▶ **Provided passage**
****************

These inputs should be written using the Tensor scalar assign() method which accepts a value in pixels and converts it to the internal representation. Preprocessing will rescale the specified cropping rectangle to the size of the corresponding input tensor of the network. The proportions of the input image are not preserved. The area of the image outside the cropping rectangle is ignored. The cropping coordinates must be inside the dimension of the input image, oherwise the content of the resulting image is undefined.

Model Quantization

In order to efficiently run a model on the NPU HW it has to be quantized. Quantization consist of reducing the precision of the weights and activations of the model, so that computations can be done using 8-bits or 16-bits integer values, instead of the much more computationally intensive 32 bits floating point. A common side-effect of quantization is often to reduce the accuracy of the results, so it must be done with care.

There are three ways in which a model can be quantized:

  • during training, using quantization-aware training features available in recent training framework such as Tensorflow and Pytorch. These techniques allow to compensate for the reduced precision induced by quantization during the training phase itself, thus providing in priciple better results.

  • after training, using the same training framework, to convert a trained floating point model into a quantized one (e.g. convert the model to a quantized uint8 .tflite model. The advantage of both these methods is that they benefit from advances in the quantization techniques in these frameworks and the generated model is still a standard model, so the effect of quantization can be tested and evaluated using standard tools.

  • when converting the model using the SyNAP toolkit. This is the most convenient way to quantize models outside any traning framework and to take advantage of specific features of the SyNAP NPU and toolkit (e.g. 16-bits or mixed-type quantization).

In order to quantize a model it is necessary to determine an estimate of the range of the output values of each layer. This can be done by running the model on a set of sample input data and analyzing the resulting activations for each layer. To achieve a good quantization these sample inputs should be as representative as possible of the entire set of expected inputs. For example for a classification network the quantization dataset should contain at least one sample for each class. This would be the bare minimum, better quantization results can be achieved by providing multiple samples for each class, for example in different conditions of size, color and orientation. In case of multi-input networks, each input must be fed with an appropriate sample at each inference.

Quantization Images Resize

The image files in the quantization dataset don’t have to match the size of the input tensor. SyNAP toolkit automatically resizes each image to fit the input tensor. Starting from SyNAP 2.6.0 this transformation is done by preserving the aspect-ratio of the image content. If the image and the tensor have different aspect ratios, gray bands are added to the input image so that the actual content is not distorted. This corresponds to what is normally done at runtime and is important in order to achieve a reliable quantization. The aspect ratio is not preserved if the format string of the corresponding input contains the keep_proportions=0 attribute: in this case the image is simply resized to fill the entire input tensor.

****************

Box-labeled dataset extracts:
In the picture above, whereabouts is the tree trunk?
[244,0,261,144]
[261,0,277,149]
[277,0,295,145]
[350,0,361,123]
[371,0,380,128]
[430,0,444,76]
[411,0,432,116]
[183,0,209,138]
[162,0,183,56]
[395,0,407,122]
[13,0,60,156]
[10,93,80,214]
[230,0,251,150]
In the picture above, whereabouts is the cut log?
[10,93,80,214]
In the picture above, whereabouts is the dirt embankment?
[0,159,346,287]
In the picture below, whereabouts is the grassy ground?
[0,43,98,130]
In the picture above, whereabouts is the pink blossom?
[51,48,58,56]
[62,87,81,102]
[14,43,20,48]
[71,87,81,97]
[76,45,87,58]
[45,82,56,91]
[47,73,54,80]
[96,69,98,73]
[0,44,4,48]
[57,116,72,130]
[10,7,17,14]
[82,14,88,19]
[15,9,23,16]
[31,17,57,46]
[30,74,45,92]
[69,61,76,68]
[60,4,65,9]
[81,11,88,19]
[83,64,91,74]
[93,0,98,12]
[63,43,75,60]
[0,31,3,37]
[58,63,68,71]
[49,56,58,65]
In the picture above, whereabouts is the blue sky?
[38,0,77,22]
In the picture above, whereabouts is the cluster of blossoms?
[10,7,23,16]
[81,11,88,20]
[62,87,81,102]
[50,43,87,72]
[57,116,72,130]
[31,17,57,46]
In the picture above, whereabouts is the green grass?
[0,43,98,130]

****************

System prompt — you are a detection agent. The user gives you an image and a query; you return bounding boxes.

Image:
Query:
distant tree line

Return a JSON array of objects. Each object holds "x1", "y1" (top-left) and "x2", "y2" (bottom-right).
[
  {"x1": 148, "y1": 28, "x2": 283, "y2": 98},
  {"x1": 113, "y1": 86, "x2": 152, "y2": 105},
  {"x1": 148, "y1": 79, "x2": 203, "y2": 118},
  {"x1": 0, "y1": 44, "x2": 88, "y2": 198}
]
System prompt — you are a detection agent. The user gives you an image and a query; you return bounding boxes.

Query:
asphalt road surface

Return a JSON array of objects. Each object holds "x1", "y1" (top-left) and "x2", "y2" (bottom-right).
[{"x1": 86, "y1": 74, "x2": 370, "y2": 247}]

****************

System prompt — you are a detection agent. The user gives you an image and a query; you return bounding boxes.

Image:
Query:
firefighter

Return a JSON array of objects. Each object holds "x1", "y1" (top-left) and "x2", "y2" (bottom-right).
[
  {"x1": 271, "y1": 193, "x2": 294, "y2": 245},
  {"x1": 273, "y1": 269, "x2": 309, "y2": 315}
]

****************

▶ **Exercise instructions**
a – Using the quantization text, answer the following:
(i) What integer bit widths can quantized computations use?
(ii) Starting from which SyNAP version does the resizing of quantization images preserve the aspect ratio?
(iii) Which attribute in an input's format string stops the aspect ratio from being preserved?
b – Transcribe the quantization text from "These inputs should" up to and including "image is undefined.".
c – Decide whether each statement agrees with the quantization text:
(i) Preprocessing keeps the proportions of the input image when it rescales the cropping rectangle.
(ii) For a classification network, the quantization dataset should include at least one sample for each class.
(iii) Images in the quantization dataset must be the same size as the input tensor.

▶ **Answers for this exercise**
a –
(i) 8 bits or 16 bits.
(ii) SyNAP 2.6.0.
(iii) keep_proportions=0.

b –
These inputs should be written using the Tensor scalar assign() method which accepts a value in pixels and converts it to the internal representation. Preprocessing will rescale the specified cropping rectangle to the size of the corresponding input tensor of the network. The proportions of the input image are not preserved. The area of the image outside the cropping rectangle is ignored. The cropping coordinates must be inside the dimension of the input image, oherwise the content of the resulting image is undefined.

c –
(i) No: "The proportions of the input image are not preserved."
(ii) Yes: "the quantization dataset should contain at least one sample for each class"
(iii) No: "The image files in the quantization dataset don’t have to match the size of the input tensor."